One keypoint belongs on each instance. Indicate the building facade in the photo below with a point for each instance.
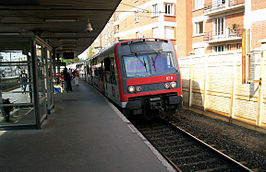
(140, 19)
(195, 26)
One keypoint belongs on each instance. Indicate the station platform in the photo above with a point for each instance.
(84, 133)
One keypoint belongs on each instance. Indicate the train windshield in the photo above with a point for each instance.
(149, 64)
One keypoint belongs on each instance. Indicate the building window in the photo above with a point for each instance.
(238, 46)
(169, 9)
(136, 16)
(219, 26)
(198, 28)
(169, 33)
(199, 4)
(155, 32)
(219, 48)
(154, 10)
(229, 47)
(117, 29)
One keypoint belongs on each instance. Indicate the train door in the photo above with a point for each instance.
(107, 75)
(111, 87)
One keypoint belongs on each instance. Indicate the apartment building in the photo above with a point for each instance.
(206, 26)
(195, 26)
(140, 19)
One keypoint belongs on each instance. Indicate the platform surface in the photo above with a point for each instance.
(84, 133)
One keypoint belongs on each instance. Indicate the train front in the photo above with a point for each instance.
(150, 82)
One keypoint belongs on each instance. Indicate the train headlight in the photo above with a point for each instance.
(167, 85)
(131, 89)
(173, 84)
(138, 88)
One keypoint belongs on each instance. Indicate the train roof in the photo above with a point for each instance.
(109, 48)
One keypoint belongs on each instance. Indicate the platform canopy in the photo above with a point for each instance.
(66, 25)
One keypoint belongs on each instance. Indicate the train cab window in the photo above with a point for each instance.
(161, 63)
(137, 66)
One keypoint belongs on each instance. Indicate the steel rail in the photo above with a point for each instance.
(222, 155)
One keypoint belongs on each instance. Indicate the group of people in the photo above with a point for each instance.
(68, 76)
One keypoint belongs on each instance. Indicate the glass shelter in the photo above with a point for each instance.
(26, 81)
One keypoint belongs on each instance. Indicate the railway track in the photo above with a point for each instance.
(184, 151)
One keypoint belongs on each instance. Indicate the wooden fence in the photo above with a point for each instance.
(213, 83)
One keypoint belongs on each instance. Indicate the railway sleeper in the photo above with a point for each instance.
(202, 165)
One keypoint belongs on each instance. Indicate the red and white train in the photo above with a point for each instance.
(141, 76)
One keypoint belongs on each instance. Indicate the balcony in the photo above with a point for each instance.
(218, 7)
(224, 36)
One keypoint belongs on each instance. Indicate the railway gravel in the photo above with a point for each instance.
(243, 145)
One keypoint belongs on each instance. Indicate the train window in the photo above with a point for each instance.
(107, 64)
(161, 63)
(137, 66)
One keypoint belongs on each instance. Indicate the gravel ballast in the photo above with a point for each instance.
(242, 144)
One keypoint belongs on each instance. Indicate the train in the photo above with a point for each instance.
(141, 76)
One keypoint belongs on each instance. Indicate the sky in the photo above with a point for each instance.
(83, 55)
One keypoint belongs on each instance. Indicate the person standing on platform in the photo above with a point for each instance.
(67, 78)
(23, 81)
(76, 77)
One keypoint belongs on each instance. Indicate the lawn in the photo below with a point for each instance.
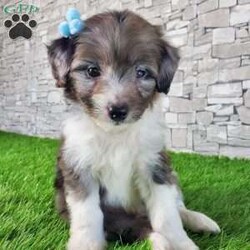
(219, 187)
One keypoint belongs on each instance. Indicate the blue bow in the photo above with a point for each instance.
(73, 25)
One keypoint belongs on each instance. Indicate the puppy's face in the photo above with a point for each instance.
(115, 67)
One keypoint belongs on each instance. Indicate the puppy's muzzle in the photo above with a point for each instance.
(118, 113)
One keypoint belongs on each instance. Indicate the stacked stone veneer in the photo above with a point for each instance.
(208, 107)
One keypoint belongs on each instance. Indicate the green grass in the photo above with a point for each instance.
(217, 186)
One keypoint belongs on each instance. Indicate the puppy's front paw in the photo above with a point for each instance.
(159, 242)
(186, 245)
(81, 242)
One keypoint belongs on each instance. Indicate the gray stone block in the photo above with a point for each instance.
(217, 134)
(190, 12)
(242, 132)
(171, 117)
(207, 147)
(207, 78)
(227, 3)
(225, 90)
(207, 6)
(213, 108)
(230, 63)
(220, 120)
(247, 99)
(237, 74)
(216, 18)
(238, 142)
(179, 138)
(246, 84)
(223, 35)
(244, 114)
(180, 105)
(200, 92)
(231, 50)
(235, 151)
(54, 97)
(186, 118)
(230, 100)
(226, 110)
(204, 118)
(240, 14)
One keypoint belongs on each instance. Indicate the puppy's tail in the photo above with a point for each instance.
(198, 222)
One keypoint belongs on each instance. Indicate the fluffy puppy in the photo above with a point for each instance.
(113, 177)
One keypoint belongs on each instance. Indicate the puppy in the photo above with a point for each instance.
(113, 177)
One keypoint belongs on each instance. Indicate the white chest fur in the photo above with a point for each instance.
(114, 157)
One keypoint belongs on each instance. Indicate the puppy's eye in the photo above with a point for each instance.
(93, 71)
(141, 73)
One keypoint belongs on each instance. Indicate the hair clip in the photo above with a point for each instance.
(73, 25)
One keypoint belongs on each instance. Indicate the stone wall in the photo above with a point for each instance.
(208, 107)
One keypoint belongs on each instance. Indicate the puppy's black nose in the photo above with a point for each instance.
(118, 113)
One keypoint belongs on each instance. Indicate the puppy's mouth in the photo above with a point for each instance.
(117, 113)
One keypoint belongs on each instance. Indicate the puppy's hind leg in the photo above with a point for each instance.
(197, 222)
(60, 200)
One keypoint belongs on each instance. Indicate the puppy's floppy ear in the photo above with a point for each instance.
(60, 54)
(168, 66)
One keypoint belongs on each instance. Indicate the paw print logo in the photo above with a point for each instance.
(20, 26)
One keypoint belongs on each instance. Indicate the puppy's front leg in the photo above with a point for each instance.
(86, 217)
(160, 195)
(165, 218)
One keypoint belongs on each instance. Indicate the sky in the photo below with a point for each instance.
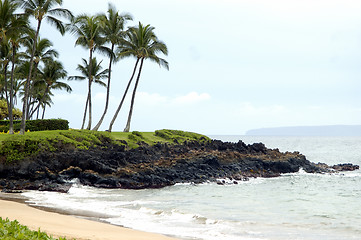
(234, 65)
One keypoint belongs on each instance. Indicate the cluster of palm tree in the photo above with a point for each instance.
(106, 34)
(28, 63)
(29, 67)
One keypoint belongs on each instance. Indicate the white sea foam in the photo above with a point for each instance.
(294, 206)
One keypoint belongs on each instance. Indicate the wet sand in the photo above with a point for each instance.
(59, 225)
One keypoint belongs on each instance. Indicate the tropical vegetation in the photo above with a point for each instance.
(12, 230)
(30, 69)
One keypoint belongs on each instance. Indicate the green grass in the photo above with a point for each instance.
(12, 230)
(18, 147)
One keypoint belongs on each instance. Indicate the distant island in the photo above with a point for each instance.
(331, 130)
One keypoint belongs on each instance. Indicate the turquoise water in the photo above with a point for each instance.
(293, 206)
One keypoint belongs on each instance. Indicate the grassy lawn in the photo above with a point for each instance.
(12, 230)
(17, 147)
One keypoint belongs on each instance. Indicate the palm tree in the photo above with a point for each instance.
(87, 29)
(50, 77)
(96, 76)
(113, 30)
(43, 52)
(142, 43)
(13, 26)
(40, 10)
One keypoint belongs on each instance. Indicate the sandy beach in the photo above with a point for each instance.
(71, 227)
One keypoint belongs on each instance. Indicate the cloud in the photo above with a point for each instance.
(192, 97)
(151, 98)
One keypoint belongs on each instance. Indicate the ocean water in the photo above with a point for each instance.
(293, 206)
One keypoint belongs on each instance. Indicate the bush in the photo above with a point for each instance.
(36, 125)
(12, 230)
(178, 136)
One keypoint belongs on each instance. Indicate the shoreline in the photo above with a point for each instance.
(60, 224)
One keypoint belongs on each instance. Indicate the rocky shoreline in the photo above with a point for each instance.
(113, 166)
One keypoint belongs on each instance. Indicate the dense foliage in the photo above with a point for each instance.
(30, 68)
(18, 148)
(12, 230)
(37, 125)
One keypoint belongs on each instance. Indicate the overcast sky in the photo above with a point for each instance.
(235, 65)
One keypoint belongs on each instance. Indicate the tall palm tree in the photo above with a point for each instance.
(142, 43)
(97, 75)
(50, 77)
(113, 30)
(87, 29)
(13, 26)
(40, 10)
(43, 52)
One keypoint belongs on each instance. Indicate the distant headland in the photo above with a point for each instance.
(330, 130)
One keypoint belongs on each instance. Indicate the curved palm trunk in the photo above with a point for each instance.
(127, 127)
(85, 111)
(42, 117)
(27, 85)
(89, 88)
(31, 97)
(108, 92)
(10, 112)
(11, 118)
(39, 104)
(124, 95)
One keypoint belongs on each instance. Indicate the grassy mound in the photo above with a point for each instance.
(17, 147)
(12, 230)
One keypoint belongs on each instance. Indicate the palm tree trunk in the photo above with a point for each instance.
(85, 111)
(27, 85)
(108, 91)
(127, 127)
(11, 118)
(37, 114)
(89, 88)
(40, 102)
(31, 93)
(8, 101)
(42, 117)
(124, 95)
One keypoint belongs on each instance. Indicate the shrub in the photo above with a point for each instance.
(36, 125)
(12, 230)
+ + +
Set down, unchanged, the line that contains "One keypoint belongs on each instance. Indicate the bush" together with every later line in the records, through the last one.

_Written solution_
One keypoint belongs on each instance. Indicate the bush in the photo above with a point for each instance.
(36, 125)
(12, 230)
(178, 136)
One keypoint belongs on each instance. Indicate the shoreline in the photo above with a point for each instance.
(60, 224)
One keypoint belongs on each instance. Indicate the rocky shoreline in the photo above with a point for each instance.
(113, 166)
One keypoint belongs on each instance. Indicate the dense foliage in the photo above with a point for each instance.
(30, 68)
(18, 148)
(12, 230)
(37, 125)
One keypoint belongs on each instance. Indicate the overcast sky in the photo above with a point for each instance.
(235, 65)
One keypoint belongs on each instance. Indicate the tall palm tree in the photo above with a point for each instance.
(142, 43)
(97, 75)
(50, 77)
(113, 30)
(87, 29)
(13, 26)
(40, 10)
(43, 52)
One keypoint belongs on each instance. Indicate the distant headland in the photo above with a point for each instance.
(330, 130)
One keypoint belongs on each instance. Indicate the curved palm trunk in the photo above with a point for each instance.
(127, 127)
(85, 111)
(42, 117)
(27, 85)
(89, 88)
(31, 97)
(108, 92)
(10, 112)
(11, 118)
(39, 104)
(124, 95)
One keypoint belongs on each instance. Indicate the grassy mound in the photo above with a point for each instance.
(17, 147)
(12, 230)
One keypoint belongs on each instance. Indicate the palm tree trunk in the photo above with a point for each instance.
(85, 111)
(27, 85)
(108, 91)
(127, 127)
(11, 118)
(37, 114)
(89, 88)
(40, 102)
(31, 93)
(8, 101)
(42, 117)
(124, 95)
One keypoint belongs on each instance. Indicate the shrub in the photo above with a point for each instance.
(36, 125)
(12, 230)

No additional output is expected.